— begin Data supplied —
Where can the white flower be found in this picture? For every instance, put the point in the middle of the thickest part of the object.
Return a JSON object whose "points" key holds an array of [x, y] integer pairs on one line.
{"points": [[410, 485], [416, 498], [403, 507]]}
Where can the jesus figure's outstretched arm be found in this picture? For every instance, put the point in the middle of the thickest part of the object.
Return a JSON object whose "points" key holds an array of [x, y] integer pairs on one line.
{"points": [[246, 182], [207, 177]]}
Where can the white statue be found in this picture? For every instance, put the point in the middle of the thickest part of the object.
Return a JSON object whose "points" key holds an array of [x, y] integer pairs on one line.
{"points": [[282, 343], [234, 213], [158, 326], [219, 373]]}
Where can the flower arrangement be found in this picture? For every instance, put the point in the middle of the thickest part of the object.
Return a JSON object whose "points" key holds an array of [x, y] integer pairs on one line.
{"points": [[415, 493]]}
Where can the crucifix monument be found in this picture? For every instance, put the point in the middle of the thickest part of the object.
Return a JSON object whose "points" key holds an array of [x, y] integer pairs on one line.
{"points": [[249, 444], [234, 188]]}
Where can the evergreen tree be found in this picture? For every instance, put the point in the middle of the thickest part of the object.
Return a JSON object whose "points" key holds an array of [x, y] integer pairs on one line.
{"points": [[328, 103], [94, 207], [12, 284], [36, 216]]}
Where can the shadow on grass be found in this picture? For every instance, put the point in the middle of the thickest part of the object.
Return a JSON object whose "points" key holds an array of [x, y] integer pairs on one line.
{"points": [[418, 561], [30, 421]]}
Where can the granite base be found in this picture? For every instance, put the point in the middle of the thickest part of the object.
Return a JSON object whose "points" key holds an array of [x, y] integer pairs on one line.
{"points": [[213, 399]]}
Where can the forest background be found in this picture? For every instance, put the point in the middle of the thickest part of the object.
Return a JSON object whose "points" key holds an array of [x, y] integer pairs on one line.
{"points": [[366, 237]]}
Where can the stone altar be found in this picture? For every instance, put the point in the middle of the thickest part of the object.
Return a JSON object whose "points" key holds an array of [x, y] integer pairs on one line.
— end Data supplied —
◆ Given problem:
Quote all the records exactly, please, leaving none out.

◆ Written solution:
Where can the white flower be found in this picture? For every instance, put the point in the middle of the thickest part of the object.
Return a JSON object whose "points" key holds an array of [x, y] integer pairs on one line.
{"points": [[410, 485], [416, 498], [403, 507]]}
Where can the jesus figure's outstretched arm be found in this picture? For every instance, put the point in the middle of the thickest part of the object.
Return a JSON object whose "points" key holds an array of [x, y] integer pairs on one line.
{"points": [[246, 182], [207, 177]]}
Where can the white statue be found in this picture? For every instance, put the point in the middle of the thickest part of the object.
Return a JSON object whose "points" key holds an array of [x, y] integer pairs on one line.
{"points": [[282, 343], [234, 213], [158, 326], [219, 373]]}
Where can the flower arrangement be found in this picture? For every instance, put the point in the middle of the thickest part of the object.
Return a JSON object whose "points" key holds an array of [x, y] integer pairs on one line.
{"points": [[415, 493]]}
Where can the crucifix monument be found in this picture? For every instance, put the point in the middle of the thickest part of the object.
Return a JSON object whose "points" key holds an array of [x, y] integer pairs on one line.
{"points": [[249, 444], [234, 188]]}
Where can the evergreen tree be found in this picture? For every instance, put the point in the middle of the thickest part of the object.
Return a JSON object whose "points" key holds an array of [x, y] integer pairs on one line.
{"points": [[328, 103], [94, 207], [12, 284], [36, 216]]}
Where can the shadow on grass be found in this picture? For every instance, put the point in the middle of the thickest part of the object.
Return a JSON object whose "points" key holds an array of [x, y] integer pairs on one line.
{"points": [[418, 561], [30, 421]]}
Where can the granite base be found in this picture? For every instance, put the point in the middle of the thickest part of the object.
Return a JSON object whose "points" key holds an array of [x, y] integer pairs on one line.
{"points": [[213, 399]]}
Where can the forest background be found in this picture? For every instance, put the point in the middle of the thickest part of the object.
Return a JSON object whose "points" key holds an array of [x, y] integer pairs on one line.
{"points": [[366, 237]]}
Where can the stone altar be found in this picture? For every instance, put the point in the middle of the thickest part of the object.
Return a JSON object whose "points" key holds an array of [x, y] integer pairs on one line.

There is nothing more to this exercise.